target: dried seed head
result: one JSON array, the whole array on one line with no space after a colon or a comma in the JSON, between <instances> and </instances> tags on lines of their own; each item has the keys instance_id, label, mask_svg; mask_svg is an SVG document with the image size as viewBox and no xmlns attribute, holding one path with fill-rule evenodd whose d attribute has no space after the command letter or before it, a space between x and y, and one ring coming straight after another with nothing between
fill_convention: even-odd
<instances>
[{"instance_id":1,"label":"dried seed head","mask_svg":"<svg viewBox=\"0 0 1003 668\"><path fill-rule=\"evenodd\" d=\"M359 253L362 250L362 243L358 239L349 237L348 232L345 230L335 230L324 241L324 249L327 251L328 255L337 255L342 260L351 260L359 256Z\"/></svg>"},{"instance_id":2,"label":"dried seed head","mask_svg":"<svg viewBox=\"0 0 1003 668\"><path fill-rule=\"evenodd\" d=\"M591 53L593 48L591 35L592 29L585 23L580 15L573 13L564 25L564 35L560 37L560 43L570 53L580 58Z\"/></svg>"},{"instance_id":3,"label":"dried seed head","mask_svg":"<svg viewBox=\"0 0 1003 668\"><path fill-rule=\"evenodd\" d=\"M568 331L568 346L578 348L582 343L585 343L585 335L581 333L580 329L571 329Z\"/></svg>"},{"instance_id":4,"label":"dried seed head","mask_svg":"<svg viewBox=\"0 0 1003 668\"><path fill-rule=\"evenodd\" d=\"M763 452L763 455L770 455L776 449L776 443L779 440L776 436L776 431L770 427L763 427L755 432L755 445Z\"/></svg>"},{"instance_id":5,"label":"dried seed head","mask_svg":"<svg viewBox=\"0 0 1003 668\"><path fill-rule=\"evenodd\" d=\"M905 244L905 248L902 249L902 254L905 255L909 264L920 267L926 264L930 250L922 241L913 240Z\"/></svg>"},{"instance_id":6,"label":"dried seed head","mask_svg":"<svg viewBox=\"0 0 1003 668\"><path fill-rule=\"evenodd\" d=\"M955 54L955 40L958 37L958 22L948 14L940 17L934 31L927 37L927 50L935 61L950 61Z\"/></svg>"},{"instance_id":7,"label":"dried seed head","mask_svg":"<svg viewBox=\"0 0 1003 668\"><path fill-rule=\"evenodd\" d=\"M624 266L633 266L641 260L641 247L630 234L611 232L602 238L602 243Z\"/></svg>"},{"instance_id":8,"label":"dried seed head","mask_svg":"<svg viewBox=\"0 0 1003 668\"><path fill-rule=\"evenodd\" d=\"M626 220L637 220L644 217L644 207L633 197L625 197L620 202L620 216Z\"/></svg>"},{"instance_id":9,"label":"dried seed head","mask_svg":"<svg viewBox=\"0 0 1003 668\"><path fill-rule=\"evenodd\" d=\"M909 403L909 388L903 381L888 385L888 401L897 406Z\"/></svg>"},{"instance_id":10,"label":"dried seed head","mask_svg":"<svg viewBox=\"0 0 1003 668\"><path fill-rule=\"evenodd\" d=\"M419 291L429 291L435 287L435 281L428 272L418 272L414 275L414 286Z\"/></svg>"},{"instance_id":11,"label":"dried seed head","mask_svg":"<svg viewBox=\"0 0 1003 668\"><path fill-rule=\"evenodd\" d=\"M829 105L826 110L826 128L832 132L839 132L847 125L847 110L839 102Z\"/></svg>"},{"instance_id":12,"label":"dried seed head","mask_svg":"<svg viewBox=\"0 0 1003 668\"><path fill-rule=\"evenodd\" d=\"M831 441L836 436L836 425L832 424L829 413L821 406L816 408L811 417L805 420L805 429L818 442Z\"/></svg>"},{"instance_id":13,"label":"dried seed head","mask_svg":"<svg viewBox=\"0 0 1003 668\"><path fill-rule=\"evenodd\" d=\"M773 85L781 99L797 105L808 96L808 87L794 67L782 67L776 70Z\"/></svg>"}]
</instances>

################

* Written problem *
Find every line above that contains the string "instances" and copy each of those lines out in full. Case counts.

* Correct response *
result: one JSON array, the whole array on one line with no space after a colon or a comma in the JSON, between <instances> and </instances> tags on lines of their own; each item has the keys instance_id, label, mask_svg; mask_svg is an SVG document with the image size as viewBox and no xmlns attribute, holding one path with fill-rule evenodd whose d attribute has no space after the command letter or before it, a space between x and y, and one ring coming straight after another with nothing between
<instances>
</instances>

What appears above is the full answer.